• [EXCERPTED PASSAGE]
*** Begin section ***

Maria Montessori

Contributing Editor Tony Traficante shares the story of a woman whose impact on the world carries on with remarkable significance.

This article is written by Tony Traficante for ISDA.

Because The Pope Said She Could!

One-day “una raggazza Italiana”, this young Italian woman, stood at the doorway of her future, a medical school. As she prepared to enter, a group of male students and professors staring shouted, “che vergogna”- – shame! What a put-down for this intelligent young lady. However, she would not be intimidated. She was Maria Montessori, the future founder of the internationally recognized Montessori Schools!

Maria was born August 31, 1870, in the town of Chiaravalle, Le Marche, Italia, to parents Alessandro and Renilde Stoppani-Montessori. It was a time when fathers and the Catholic Church decided on the educational needs of the Italian female. However, strong willed, Maria was not about to accept the educational limitations imposed on Italian women… especially by men!

Showing her fortitude, Maria, at the age of 13, insisted on enrolling in a technical school, which happened to be an all-boys school. She wanted to be an engineer, but later would change her career option to be a doctor. Upon completing her high school education level, Maria applied to the University of Rome Medical School. She failed the entrance exams on the first attempt, but later passed on the second attempt and enrolled. Reports are that the Pope at the time, most likely Pope Leo XIII, pressured to get Maria accepted into medical school.

Maria’s problems with the male students continued; they refused to work beside her, while dissecting naked cadavers! Maria solved the problem by doing her lab work – – dissections – – after normal class hours. Dr. Montessori was one of Italy’s first female physicians to graduate in 1896. She is credited for opening the way for Italian women to pursue medical careers and to enter institutions of higher education.

Maria’s early medical practice focused on psychiatry, mostly with special needs children. She was appalled by the learning difficulties suffered by these children, but mostly by the lack of adequate schools to help these children. And so, Maria set out to help these children on January 6, 1907, by establishing the first of her Montessori schools in a ghetto of Rome. It was called “La Casa dei Bambini”, the Children’s Home, becoming the foundation of her famed Montessori educational system. She became so involved with the over-all educational system that Dr. Montessori gave up her medical practice.

As Maria’s Montessori educational method grew in popularity, it attracted the attention of Benito Mussolini. So enthused with the Montessori system, Mussolini agreed to serve as Honorary President of the Montessori Society of Italy. Maria then, with the approval of Mussolini, opened a teacher’s training college and a wide range of Montessori institutions throughout Italy.


Dr. Montessori’s ideological viewpoints, unfortunately, clashed with the Mussolini administration and the relationship began to sour. The situation became particularly acute in 1931when Maria refused to order her teachers to take the fascist loyalty oath. Infuriated at the rebuff, Mussolini ordered the closing of all Montessori schools in Italy, forcing Maria, fearing for her well-being, to escape to India.

Maria was teaching in India in 1940, when Italy and Great Britain became adversaries and embroiled in war. Britain ordered the internment of all Italian nationals in the United Kingdom and its colonies. Although Maria was not confined, she was restricted to the Theosophical Society compound where she continued to teach. She lived in exile, in India, for the remainder of the war.

Dr. Montessori was an extraordinary person… a physician, humanitarian, a highly respected educator and an activist for women’s rights and peace. She also is the only Italian woman with the honor to appear on an Italian banknote. She died May 6,1952, at the age of 81.

*** End section ***

• [EXERCISES]
1. Answer these questions about the Maria Montessori article:
(a) In what year did Montessori graduate as one of Italy's first female physicians?
(b) What was the first Montessori school called?
(c) In 1931, what did Montessori refuse to order her teachers to do?
2. Update the Maria Montessori article from "Maria was born" up to and including "especially by men!" by replacing "Chiaravalle" with "Ancona", and give that part again.

• [DATA BELOW]
*** Begin section ***

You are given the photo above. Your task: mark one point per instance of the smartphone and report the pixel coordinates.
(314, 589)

*** End section ***

• [ANSWERS TO THE EXERCISE]
1.
(a) 1896
(b) "La Casa dei Bambini," the Children's Home
(c) Take the fascist loyalty oath

2.
Maria was born August 31, 1870, in the town of Ancona, Le Marche, Italia, to parents Alessandro and Renilde Stoppani-Montessori. It was a time when fathers and the Catholic Church decided on the educational needs of the Italian female. However, strong willed, Maria was not about to accept the educational limitations imposed on Italian women… especially by men!